En dehors de leurs deux plus grands partenaires, les États-Unis et la Chine, les principaux marchés d’exportation des Philippines sont le bloc ANASE (15 %), le Japon (14,1 %), l’Union européenne (11 %) et la Corée du Sud (4,9 %). Après l’imposition des tarifs américains du 2 avril, le gouvernement philippin a exprimé sa volonté de diversifier le commerce avec les pays africains et latino-américains, bien que les échanges avec ces régions restent limités. En 2024, le Mexique, principale destination d’exportation des Philippines en Amérique latine, ne représentait que 1,2 % du total des exportations du pays, tandis que l’ensemble des pays africains ne comptait que pour 0,25 %.

TRAVAIL À FAIRE —
1. Répondez à ces questions à partir du texte sur les exportations des Philippines :
(a) Quelle part des exportations des Philippines part au Japon ?
(b) Après quels tarifs le gouvernement philippin a-t-il dit vouloir commercer davantage avec l'Afrique et l'Amérique latine ?
(c) En 2024, combien pesait le Mexique dans le total des exportations du pays ?
2. Recopiez sans rien changer tout ce qui va de "En dehors de" jusqu'à "pour 0,25 %." dans le texte sur les exportations des Philippines.

Fiches d'une collecte de données

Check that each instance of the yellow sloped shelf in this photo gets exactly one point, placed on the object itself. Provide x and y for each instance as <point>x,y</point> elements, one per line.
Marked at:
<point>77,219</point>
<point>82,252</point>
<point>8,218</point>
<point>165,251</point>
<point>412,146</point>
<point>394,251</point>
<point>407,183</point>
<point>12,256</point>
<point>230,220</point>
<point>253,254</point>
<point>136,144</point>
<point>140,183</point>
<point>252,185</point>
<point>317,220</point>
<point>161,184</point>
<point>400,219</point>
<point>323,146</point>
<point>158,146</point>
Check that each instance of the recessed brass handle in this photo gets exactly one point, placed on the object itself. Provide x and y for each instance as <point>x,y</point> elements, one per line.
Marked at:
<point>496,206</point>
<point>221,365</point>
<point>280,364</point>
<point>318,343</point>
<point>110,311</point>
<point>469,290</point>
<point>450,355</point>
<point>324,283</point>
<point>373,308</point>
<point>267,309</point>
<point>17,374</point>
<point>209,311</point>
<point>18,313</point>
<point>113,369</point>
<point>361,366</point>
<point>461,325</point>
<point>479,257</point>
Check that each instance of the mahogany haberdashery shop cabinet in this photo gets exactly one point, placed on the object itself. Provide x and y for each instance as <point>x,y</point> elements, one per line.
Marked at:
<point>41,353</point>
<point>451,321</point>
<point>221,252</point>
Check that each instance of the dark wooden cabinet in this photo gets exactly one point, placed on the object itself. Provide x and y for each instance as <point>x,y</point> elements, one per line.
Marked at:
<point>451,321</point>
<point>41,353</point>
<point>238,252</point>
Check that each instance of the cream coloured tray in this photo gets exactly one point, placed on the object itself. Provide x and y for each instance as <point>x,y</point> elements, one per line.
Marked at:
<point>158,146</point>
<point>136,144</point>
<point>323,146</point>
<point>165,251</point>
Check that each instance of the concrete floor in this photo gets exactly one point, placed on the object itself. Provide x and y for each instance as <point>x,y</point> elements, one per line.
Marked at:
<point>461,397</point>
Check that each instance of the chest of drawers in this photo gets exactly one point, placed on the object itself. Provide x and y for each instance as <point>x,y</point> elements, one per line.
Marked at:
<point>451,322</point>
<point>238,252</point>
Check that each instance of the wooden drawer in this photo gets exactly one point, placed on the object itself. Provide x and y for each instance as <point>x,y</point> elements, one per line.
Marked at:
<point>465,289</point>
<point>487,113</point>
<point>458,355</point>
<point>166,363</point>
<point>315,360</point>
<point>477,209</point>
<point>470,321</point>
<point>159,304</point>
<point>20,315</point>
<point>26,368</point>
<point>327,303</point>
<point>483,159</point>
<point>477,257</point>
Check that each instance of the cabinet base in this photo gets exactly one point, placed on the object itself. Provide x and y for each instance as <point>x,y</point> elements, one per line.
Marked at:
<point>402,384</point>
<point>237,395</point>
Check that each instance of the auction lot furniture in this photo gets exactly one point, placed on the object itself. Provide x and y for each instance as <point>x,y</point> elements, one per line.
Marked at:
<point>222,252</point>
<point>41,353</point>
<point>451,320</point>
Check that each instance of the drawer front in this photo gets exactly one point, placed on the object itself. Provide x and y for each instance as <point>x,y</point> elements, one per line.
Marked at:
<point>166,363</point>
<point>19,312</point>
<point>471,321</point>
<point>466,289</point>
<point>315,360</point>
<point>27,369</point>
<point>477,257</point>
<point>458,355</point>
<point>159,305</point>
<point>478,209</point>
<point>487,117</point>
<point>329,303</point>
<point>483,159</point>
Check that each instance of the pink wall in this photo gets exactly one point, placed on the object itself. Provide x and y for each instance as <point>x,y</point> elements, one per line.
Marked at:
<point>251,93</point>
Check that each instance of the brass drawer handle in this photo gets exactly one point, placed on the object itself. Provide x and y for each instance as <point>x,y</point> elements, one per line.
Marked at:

EXERCICES CORRIGÉS —
1.
(a) 14,1 %
(b) Les tarifs américains du 2 avril
(c) 1,2 %

2.
En dehors de leurs deux plus grands partenaires, les États-Unis et la Chine, les principaux marchés d’exportation des Philippines sont le bloc ANASE (15 %), le Japon (14,1 %), l’Union européenne (11 %) et la Corée du Sud (4,9 %). Après l’imposition des tarifs américains du 2 avril, le gouvernement philippin a exprimé sa volonté de diversifier le commerce avec les pays africains et latino-américains, bien que les échanges avec ces régions restent limités. En 2024, le Mexique, principale destination d’exportation des Philippines en Amérique latine, ne représentait que 1,2 % du total des exportations du pays, tandis que l’ensemble des pays africains ne comptait que pour 0,25 %.